**Textauszug:**
· · · ·
Selbsthass entwickelt
Schon ziemlich bald, sagt Alex K., hatte er die Nase gestrichen voll von seiner Sucht. Denn was am Anfang aufregend war, war nach kurzer Zeit nur noch Zwang: "Ich habe einen richtigen Selbsthass entwickelt, konnte mich nicht mehr ausstehen, weil ich dauernd spielte." Immer wieder sagte er sich: "Nur noch ein einziger Gewinn, dann ist Schluss." Doch es ging immer weiter. Bis seine Lebensgefährtin dahinter kam, was Alex K. heimlich trieb. Sie setzte ihm ein Ultimatum: Die gemeinsame Tochter und sie – oder die Sucht. "Dafür bin ich ihr unheimlich dankbar, denn ich selbst hätte es nicht geschafft, aufzuhören", sagt der Industriearbeiter.
· · · ·
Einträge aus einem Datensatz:
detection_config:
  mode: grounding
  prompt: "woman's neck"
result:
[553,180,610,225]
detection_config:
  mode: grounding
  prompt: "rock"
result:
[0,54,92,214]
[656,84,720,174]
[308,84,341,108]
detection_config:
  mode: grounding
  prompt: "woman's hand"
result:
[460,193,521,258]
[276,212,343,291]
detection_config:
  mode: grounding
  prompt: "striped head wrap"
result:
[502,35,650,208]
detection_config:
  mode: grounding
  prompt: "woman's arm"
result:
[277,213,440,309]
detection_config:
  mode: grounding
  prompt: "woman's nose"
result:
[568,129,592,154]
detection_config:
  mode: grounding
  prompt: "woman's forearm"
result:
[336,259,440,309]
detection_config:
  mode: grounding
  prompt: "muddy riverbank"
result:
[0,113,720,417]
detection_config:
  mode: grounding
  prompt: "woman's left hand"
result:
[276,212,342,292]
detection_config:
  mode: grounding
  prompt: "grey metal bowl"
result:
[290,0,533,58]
· · · ·
**Auftrag 1:**
Beantworte zum Text über Alex K. diese Fragen:
(a) Was war nach kurzer Zeit aus dem geworden, was am Anfang aufregend war?
(b) Wer kam dahinter, was Alex K. heimlich trieb?
(c) Welchen Beruf hat Alex K.?
**Auftrag 2:** Welche wörtlichen Zitate von Alex K. stehen im Text über Alex K.? Nenne alle.
**Auftrag 3:** Wie könnte der Text über Alex K. weitergehen? Führe ihn im Anschluss an seinen letzten Satz fort.
Die Datensätze spielen hierbei keine Rolle.

**Antwort 1:**
(a) Nur noch Zwang.
(b) Seine Lebensgefährtin.
(c) Er ist Industriearbeiter.

**Antwort 2:**
- "Ich habe einen richtigen Selbsthass entwickelt, konnte mich nicht mehr ausstehen, weil ich dauernd spielte."
- "Nur noch ein einziger Gewinn, dann ist Schluss."
- "Dafür bin ich ihr unheimlich dankbar, denn ich selbst hätte es nicht geschafft, aufzuhören"

**Antwort 3:**
Es braucht in aller Regel ein Ultimatum, um der Sucht zu entrinnen, weiß Alex K., der sich zu normalen Zeiten im Zwei-Wochen-Abstand mit anderen Spielern in der Lohrer Selbsthilfegruppe trifft. Erst dann seien Abhängige bereit, sich Hilfe zu holen. Er selbst wandte sich an die Suchtberatung der Lohrer Caritas: "Die Einzelgespräche, die ich dort hatte, haben mir sehr geholfen." Außerdem schloss er sich der Männergruppe der Beratungsstelle an. Dort lernte er Karl W. kennen. Weil sich die beiden innerhalb der Gruppe für Männer mit Suchtproblemen als Exoten fühlten, gründeten sie eine eigene Gruppe nur für Glücksspieler.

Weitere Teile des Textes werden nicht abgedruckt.